EXCERPT TO READ |
★ ★ ★ ★
Above: the Daily Mail today relegated the war in Georgia to pages 6 and 7. On the front page was a report about binge drinking (an important subject, but not comparable to a shooting war). Editor of the Daily Mail is Paul Dacre, whose policy is supposedly "Make them laugh, make them cry, or make them angry". Owner of the Daily Mail is Viscount Rothermere who has (according to the Sunday Times) a personal fortune of one billion (an American billion, not an English one). Viscount Rothermere has said: “The Daily Mail supports the middle class of this country” - and undeniably the British middle classes (C1s) are not interested in foreign wars.
Suddenly a war has flared up in a remote part of the world, involving obscure provinces with unpronounceable names.
All I previously knew of the Caucasus was gleaned by reading a Biggles book of short stories dating from the 1940s and passed on to me by my eldest brother (goodness know where he got it from). In The Adventure of the Counterfeit Crusaders Biggles and Ginger fly out to the Caucasus to foil a dastardly German plot. The Caucasus is described as a network of valleys each one of which is inhabited by a different civilisation, including descendants of the medieval crusaders.
Anyway, when the war between Georgia and Russia broke out last Friday I was slightly interested because of the correlation between the communities of this mountainous region and the book of short stories I read when I was an 8-year-old. But after the first twenty-four hours I became bored by the coverage (all through the weekend the news reports just repeated each other, with no analysis or context). Then Newsnight yesterday produced riveting reports from the war zone - some of the best reporting I have ever seen.
★ ★ ★ ★
EXTRACTED INFORMATION |

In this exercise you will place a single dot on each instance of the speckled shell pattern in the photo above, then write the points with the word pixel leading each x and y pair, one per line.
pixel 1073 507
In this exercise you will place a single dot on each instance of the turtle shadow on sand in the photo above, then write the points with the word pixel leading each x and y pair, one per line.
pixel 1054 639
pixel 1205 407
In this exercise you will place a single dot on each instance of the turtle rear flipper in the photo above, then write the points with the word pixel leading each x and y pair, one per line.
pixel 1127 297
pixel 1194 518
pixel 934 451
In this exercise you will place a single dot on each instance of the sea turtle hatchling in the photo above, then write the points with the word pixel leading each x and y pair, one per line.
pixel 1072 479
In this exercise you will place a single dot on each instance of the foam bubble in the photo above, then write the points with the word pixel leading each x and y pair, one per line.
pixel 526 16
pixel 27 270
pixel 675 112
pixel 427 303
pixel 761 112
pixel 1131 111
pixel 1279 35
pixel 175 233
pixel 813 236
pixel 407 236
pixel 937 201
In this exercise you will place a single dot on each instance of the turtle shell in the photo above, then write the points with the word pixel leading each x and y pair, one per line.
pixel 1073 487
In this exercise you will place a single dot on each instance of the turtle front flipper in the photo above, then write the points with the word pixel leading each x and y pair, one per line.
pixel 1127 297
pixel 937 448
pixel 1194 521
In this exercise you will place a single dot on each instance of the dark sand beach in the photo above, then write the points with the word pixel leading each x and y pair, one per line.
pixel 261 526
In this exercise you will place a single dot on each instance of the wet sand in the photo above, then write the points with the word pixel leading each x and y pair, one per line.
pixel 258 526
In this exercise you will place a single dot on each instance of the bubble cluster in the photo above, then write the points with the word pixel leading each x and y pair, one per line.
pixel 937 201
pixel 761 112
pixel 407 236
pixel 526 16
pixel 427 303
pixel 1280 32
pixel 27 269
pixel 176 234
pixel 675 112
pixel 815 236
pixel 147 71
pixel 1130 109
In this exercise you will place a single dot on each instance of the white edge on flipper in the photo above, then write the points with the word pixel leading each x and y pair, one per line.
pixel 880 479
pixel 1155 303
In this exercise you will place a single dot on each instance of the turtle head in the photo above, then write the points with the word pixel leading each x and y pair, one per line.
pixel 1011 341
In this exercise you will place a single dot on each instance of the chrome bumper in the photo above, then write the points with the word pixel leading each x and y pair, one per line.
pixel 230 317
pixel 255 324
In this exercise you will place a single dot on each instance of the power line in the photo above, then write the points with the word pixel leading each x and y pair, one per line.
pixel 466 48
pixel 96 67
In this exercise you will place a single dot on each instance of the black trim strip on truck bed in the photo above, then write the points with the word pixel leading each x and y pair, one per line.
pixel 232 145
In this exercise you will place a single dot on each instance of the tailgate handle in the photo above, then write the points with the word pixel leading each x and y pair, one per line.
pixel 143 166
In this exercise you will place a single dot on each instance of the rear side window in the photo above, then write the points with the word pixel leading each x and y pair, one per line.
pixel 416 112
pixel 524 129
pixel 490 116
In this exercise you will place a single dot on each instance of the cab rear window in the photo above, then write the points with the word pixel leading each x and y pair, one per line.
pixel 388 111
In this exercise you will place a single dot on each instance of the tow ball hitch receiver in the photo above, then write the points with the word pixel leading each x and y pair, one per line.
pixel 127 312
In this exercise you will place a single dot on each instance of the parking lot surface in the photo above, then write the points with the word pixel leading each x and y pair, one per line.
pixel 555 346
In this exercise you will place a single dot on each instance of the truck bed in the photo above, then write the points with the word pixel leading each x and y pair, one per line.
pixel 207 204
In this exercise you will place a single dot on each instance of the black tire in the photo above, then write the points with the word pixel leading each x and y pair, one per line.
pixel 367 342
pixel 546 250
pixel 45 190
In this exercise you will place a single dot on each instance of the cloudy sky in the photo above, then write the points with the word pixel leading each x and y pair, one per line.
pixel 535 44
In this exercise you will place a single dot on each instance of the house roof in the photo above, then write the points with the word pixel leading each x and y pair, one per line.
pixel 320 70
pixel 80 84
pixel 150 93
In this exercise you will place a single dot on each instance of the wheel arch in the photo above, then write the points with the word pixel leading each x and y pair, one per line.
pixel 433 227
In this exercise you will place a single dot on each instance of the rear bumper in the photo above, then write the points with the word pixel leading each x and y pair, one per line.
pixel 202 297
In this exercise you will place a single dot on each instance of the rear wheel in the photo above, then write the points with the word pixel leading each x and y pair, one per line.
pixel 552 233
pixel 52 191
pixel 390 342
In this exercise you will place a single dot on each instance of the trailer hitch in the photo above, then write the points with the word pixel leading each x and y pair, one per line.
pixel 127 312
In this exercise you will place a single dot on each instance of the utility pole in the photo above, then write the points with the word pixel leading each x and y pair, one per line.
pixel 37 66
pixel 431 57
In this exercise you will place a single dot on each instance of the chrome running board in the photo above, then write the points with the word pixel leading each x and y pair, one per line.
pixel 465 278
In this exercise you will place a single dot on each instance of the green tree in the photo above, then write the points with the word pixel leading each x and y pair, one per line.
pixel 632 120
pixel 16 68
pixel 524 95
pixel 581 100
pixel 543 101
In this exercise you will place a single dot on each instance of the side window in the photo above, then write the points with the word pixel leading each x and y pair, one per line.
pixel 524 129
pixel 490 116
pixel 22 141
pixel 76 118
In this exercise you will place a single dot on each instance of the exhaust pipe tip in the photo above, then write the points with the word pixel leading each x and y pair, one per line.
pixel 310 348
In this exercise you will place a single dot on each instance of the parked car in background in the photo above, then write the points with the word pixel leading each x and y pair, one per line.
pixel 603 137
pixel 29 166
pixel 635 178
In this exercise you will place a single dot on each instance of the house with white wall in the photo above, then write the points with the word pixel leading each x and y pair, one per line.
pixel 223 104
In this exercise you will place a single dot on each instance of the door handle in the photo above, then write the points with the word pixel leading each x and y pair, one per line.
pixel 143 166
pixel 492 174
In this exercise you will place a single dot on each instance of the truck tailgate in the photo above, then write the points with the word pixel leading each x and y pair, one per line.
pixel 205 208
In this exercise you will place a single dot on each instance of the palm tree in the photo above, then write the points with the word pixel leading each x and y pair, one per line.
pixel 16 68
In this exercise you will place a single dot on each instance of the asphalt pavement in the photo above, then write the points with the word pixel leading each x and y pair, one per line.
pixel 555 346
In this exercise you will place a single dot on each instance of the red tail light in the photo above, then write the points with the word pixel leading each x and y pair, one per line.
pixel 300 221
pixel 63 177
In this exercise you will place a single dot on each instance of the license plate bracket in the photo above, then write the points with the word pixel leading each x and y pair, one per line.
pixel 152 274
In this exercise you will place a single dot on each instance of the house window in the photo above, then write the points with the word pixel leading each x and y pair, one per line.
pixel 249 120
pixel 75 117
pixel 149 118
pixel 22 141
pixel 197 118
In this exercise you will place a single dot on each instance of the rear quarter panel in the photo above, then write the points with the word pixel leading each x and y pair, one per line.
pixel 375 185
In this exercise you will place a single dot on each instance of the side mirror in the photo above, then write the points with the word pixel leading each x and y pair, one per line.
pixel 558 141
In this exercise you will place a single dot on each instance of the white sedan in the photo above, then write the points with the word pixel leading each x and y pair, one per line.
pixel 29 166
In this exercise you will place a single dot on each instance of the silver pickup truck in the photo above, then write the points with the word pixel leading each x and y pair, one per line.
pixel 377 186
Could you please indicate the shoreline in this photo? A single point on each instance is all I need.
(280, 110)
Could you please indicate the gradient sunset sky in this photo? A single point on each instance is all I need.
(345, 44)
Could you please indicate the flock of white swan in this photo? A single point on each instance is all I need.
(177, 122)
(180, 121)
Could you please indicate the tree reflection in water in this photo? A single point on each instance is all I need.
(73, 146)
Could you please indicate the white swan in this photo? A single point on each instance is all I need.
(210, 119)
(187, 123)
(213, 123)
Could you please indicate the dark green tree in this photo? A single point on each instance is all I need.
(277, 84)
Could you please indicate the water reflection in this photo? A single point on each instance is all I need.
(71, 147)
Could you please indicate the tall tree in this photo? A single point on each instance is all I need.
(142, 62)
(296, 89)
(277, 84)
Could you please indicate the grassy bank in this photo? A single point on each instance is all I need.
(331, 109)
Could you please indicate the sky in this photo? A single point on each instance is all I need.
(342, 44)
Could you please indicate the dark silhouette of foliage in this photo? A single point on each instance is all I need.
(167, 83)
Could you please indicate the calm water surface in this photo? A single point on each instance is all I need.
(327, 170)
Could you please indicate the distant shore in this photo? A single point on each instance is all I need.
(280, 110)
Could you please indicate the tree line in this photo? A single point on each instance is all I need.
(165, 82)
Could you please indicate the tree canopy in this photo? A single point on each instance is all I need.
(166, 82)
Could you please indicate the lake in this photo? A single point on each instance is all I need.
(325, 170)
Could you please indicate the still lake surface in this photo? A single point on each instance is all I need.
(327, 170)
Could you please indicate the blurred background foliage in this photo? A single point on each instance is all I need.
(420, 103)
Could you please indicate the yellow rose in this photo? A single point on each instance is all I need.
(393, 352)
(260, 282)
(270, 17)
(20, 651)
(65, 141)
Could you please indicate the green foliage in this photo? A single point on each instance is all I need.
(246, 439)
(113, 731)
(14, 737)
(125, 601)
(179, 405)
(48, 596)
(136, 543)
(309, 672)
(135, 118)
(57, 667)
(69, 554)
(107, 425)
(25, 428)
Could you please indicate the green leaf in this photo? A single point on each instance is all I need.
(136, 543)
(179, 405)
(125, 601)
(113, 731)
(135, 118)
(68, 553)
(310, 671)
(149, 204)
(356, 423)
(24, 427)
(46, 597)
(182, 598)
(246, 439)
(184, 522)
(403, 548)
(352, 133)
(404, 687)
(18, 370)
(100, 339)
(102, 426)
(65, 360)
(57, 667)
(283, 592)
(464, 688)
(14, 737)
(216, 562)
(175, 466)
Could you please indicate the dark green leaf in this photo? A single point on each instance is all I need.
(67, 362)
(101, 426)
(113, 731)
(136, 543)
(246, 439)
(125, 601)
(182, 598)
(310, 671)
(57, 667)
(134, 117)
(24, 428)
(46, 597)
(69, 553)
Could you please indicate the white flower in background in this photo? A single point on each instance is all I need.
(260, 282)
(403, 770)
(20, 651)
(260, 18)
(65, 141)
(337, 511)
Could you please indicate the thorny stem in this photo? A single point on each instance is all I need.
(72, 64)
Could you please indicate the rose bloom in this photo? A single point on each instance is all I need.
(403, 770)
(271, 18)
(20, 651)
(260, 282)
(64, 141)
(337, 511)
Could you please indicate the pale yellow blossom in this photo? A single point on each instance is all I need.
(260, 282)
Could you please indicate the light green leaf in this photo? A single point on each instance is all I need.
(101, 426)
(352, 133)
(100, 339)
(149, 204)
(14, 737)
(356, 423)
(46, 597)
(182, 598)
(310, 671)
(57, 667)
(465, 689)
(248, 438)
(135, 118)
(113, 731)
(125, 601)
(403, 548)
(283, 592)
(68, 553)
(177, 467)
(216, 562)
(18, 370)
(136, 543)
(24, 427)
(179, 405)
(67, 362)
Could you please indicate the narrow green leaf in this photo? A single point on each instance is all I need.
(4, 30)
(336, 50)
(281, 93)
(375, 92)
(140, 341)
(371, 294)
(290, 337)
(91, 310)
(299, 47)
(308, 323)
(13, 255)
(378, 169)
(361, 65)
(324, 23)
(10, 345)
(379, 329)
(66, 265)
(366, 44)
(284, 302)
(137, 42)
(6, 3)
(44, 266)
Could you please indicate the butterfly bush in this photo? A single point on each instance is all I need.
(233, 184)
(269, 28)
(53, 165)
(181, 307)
★ ★ ★ ★
EXERCISE OBJECTIVE | Retype the part of the text about the war in Georgia that starts with "Above: the Daily" and goes on through "in foreign wars.".

PROBLEM SOLUTION |
Above: the Daily Mail today relegated the war in Georgia to pages 6 and 7. On the front page was a report about binge drinking (an important subject, but not comparable to a shooting war). Editor of the Daily Mail is Paul Dacre, whose policy is supposedly "Make them laugh, make them cry, or make them angry". Owner of the Daily Mail is Viscount Rothermere who has (according to the Sunday Times) a personal fortune of one billion (an American billion, not an English one). Viscount Rothermere has said: “The Daily Mail supports the middle class of this country” - and undeniably the British middle classes (C1s) are not interested in foreign wars.